GIVEN DATA:
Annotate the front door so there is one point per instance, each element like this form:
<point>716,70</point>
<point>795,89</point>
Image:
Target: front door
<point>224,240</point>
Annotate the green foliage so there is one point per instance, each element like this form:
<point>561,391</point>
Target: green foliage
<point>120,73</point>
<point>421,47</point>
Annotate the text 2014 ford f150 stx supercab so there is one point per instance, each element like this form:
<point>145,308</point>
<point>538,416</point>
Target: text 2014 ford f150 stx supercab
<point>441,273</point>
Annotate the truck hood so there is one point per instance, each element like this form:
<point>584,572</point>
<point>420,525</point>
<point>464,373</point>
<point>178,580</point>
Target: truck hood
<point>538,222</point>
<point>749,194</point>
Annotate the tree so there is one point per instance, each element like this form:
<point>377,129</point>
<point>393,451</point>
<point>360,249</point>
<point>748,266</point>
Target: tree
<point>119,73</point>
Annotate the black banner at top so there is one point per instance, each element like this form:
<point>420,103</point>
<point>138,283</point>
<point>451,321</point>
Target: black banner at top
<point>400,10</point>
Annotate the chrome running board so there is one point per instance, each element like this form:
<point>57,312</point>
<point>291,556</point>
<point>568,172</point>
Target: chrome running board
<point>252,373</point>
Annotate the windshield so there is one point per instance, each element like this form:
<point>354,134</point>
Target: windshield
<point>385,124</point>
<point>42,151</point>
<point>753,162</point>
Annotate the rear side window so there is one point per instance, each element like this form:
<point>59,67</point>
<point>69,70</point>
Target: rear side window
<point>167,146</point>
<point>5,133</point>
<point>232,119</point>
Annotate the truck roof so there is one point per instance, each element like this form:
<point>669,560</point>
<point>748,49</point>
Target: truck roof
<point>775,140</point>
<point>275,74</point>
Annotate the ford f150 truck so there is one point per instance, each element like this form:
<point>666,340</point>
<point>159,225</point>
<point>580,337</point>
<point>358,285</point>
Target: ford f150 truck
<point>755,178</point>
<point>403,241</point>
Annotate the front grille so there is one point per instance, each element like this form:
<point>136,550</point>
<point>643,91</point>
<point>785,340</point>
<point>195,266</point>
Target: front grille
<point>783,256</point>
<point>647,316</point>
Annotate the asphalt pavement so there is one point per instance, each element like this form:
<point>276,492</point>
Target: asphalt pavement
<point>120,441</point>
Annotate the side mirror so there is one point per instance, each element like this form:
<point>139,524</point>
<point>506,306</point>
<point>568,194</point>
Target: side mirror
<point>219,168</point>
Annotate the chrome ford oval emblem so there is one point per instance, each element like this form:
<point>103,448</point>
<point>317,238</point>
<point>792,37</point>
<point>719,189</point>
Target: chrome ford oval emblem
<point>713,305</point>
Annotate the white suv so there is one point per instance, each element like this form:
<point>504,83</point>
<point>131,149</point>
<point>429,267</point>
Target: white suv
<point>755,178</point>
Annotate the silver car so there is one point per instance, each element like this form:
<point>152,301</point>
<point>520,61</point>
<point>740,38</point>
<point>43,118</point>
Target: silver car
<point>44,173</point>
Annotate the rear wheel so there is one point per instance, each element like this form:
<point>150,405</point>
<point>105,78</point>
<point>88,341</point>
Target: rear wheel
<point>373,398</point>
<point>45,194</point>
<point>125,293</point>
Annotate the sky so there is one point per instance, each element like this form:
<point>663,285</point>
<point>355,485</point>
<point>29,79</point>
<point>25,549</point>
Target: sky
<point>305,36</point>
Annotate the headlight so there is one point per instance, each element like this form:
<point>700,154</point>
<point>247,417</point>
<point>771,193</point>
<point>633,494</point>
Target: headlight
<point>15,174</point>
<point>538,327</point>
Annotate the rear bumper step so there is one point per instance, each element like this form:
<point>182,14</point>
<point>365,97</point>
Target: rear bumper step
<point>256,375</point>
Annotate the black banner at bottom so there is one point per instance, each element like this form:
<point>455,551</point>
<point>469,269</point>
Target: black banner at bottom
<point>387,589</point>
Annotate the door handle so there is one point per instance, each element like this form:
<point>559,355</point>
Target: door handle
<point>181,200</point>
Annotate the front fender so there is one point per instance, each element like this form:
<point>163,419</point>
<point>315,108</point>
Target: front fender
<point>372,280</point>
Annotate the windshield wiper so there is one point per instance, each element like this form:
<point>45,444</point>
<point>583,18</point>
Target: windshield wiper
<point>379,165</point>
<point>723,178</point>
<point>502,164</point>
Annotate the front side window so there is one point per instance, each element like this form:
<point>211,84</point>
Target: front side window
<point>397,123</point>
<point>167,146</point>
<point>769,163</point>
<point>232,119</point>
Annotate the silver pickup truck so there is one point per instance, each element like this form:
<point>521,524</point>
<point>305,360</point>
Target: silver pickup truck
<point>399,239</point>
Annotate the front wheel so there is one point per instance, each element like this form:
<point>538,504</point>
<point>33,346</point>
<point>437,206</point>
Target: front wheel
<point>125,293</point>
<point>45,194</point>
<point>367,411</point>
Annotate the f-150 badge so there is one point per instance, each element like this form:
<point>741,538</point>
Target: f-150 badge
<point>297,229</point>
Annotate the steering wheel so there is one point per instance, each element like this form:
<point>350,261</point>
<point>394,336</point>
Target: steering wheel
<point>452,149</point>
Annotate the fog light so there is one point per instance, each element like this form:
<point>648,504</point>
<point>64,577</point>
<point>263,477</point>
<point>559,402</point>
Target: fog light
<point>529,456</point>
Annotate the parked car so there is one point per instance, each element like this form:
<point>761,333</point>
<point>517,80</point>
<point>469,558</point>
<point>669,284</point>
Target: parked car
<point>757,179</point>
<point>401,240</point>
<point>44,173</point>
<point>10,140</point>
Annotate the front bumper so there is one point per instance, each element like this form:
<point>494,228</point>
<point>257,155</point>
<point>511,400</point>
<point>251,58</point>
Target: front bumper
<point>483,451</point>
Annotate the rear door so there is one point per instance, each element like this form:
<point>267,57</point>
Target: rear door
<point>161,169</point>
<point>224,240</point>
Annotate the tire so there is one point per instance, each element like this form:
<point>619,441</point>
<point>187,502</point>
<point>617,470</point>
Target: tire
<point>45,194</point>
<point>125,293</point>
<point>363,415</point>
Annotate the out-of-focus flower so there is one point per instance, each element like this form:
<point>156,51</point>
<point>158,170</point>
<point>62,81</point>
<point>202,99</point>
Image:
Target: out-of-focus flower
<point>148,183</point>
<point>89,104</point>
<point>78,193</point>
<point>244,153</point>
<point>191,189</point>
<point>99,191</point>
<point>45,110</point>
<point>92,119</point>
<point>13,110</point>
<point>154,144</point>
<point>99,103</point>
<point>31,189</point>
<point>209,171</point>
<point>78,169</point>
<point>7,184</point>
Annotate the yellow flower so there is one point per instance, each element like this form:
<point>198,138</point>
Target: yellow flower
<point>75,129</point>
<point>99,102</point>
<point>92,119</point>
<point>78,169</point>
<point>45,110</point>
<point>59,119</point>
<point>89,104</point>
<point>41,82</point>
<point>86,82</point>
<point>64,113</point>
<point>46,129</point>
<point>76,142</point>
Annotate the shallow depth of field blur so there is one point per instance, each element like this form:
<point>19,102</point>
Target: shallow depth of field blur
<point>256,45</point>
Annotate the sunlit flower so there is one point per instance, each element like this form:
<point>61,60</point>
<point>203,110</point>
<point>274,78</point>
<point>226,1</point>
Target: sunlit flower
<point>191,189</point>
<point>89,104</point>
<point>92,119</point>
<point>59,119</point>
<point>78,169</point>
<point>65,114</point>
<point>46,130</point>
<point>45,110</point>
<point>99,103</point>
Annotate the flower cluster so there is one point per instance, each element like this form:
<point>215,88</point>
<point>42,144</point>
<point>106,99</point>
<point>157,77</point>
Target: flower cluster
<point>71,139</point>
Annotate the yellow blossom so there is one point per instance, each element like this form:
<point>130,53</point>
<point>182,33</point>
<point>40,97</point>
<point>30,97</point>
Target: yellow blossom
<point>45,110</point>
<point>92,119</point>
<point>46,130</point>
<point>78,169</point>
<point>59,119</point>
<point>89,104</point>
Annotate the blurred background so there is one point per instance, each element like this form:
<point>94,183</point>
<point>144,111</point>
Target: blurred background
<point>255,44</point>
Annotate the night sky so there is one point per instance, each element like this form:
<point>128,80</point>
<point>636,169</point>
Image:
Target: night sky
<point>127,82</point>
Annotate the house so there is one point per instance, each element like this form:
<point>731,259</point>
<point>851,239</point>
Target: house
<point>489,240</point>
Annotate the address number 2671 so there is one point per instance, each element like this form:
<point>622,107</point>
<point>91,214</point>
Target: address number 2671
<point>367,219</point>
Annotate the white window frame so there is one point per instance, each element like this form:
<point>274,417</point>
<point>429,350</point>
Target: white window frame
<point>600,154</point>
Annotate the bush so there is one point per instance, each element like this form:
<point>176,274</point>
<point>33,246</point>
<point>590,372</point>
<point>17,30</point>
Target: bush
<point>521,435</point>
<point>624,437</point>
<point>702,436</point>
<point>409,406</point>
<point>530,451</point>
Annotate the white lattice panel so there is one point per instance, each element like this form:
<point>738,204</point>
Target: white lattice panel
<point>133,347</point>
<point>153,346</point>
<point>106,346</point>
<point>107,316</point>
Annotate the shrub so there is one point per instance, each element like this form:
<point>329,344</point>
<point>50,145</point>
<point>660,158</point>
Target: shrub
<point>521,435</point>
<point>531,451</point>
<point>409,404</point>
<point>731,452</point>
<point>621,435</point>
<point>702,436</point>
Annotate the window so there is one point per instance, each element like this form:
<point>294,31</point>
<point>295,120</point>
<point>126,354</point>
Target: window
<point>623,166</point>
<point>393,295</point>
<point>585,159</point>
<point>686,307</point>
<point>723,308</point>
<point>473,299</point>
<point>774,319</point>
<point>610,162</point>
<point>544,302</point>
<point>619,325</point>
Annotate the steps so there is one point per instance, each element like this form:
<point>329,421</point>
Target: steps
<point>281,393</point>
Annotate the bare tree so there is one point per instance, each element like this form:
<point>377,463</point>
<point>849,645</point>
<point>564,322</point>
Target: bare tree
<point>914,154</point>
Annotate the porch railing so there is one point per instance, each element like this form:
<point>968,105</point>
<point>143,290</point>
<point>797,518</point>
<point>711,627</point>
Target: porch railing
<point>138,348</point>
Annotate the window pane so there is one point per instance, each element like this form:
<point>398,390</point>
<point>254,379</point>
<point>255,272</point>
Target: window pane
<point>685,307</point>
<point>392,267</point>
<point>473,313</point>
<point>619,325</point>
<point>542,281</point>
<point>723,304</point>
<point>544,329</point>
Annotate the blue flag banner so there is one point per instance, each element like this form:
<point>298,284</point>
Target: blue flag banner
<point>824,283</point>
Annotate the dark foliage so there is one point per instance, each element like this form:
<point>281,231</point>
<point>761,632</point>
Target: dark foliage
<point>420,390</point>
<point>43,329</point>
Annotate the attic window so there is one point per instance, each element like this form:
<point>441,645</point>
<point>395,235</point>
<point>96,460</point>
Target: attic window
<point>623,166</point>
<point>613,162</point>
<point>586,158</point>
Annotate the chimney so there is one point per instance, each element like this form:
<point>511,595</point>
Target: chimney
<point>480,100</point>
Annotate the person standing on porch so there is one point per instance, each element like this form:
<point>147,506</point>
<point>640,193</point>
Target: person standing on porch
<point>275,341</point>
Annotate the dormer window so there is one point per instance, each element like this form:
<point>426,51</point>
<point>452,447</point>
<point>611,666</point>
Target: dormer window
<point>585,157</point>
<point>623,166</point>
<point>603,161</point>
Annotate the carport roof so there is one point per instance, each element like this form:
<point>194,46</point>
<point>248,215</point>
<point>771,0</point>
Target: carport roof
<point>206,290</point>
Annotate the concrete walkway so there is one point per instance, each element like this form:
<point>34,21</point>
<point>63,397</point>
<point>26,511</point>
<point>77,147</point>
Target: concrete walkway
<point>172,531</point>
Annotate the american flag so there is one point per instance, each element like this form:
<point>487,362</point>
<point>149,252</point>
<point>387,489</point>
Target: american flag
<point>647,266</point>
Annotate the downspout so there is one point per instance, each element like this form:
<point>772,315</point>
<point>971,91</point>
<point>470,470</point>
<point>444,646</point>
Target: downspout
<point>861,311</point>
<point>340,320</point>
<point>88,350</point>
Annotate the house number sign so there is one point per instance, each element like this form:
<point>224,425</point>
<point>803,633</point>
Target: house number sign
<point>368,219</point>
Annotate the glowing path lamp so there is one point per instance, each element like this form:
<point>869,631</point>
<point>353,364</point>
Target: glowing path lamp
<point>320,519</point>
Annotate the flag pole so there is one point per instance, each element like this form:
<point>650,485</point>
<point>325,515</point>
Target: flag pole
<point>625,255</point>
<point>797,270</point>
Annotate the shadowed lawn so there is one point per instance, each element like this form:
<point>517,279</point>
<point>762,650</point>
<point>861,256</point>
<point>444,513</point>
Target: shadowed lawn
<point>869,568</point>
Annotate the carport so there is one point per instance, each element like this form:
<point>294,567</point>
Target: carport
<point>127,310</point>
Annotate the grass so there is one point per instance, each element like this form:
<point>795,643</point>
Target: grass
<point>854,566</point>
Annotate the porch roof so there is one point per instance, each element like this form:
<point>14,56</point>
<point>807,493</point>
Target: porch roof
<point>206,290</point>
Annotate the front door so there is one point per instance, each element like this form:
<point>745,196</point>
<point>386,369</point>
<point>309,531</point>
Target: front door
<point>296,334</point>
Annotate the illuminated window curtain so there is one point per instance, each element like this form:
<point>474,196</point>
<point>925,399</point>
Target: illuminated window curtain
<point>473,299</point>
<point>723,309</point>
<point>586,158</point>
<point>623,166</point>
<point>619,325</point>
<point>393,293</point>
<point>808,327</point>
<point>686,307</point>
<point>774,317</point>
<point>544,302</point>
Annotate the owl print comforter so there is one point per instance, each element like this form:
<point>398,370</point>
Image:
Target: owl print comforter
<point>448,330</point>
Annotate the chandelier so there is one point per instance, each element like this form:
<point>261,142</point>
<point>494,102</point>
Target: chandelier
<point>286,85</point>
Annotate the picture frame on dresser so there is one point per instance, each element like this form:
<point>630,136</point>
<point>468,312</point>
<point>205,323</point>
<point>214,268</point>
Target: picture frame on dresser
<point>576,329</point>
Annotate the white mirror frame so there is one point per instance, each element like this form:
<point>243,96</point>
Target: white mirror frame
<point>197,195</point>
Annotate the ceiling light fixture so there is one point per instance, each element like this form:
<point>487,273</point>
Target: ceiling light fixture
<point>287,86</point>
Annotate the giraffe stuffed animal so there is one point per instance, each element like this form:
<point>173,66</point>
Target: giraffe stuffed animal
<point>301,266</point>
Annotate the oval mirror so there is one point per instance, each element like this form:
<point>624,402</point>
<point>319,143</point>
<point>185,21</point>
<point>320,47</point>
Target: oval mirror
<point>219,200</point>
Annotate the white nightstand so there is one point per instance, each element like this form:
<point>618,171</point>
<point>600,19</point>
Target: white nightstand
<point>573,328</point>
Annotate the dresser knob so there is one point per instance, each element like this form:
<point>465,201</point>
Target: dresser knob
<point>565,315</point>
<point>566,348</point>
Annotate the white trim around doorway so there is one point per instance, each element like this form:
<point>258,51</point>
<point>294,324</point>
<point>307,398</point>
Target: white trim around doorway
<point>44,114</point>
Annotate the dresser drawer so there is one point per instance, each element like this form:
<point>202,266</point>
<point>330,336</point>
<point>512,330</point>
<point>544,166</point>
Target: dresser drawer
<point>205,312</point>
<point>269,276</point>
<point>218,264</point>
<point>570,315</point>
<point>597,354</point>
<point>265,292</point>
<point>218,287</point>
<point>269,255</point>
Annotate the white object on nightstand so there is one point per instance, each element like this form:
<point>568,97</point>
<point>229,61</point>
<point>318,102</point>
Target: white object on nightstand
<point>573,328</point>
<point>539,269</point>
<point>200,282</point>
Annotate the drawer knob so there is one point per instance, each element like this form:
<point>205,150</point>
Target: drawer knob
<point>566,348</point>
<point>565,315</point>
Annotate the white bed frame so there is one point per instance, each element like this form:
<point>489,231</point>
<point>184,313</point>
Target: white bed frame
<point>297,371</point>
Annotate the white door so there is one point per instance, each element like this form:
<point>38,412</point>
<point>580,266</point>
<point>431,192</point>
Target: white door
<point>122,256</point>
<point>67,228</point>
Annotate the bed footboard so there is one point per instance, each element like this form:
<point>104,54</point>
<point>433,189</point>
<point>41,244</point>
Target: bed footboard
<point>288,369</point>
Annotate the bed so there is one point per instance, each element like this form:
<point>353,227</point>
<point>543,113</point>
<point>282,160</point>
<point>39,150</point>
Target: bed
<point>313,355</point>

WHAT THE TASK REQUIRES: Among the entries above, copy exactly only the lines starting with the one containing "<point>648,504</point>" and going through the one containing "<point>617,470</point>", both ends included.

RESPONSE TO THIS EXERCISE:
<point>648,504</point>
<point>64,577</point>
<point>263,477</point>
<point>559,402</point>
Target: fog light
<point>529,456</point>
Annotate the parked car so there is one point per instance, each element like this form:
<point>761,333</point>
<point>517,80</point>
<point>469,558</point>
<point>669,284</point>
Target: parked car
<point>757,179</point>
<point>401,240</point>
<point>44,173</point>
<point>10,140</point>
Annotate the front bumper so there is one point per instance, each element like this form:
<point>494,228</point>
<point>257,155</point>
<point>511,400</point>
<point>251,58</point>
Target: front bumper
<point>483,451</point>
Annotate the rear door so there is one point per instance, each element like this form:
<point>267,57</point>
Target: rear door
<point>161,169</point>
<point>224,240</point>
Annotate the tire so there is one point per instance, each element like this form:
<point>619,441</point>
<point>187,502</point>
<point>617,470</point>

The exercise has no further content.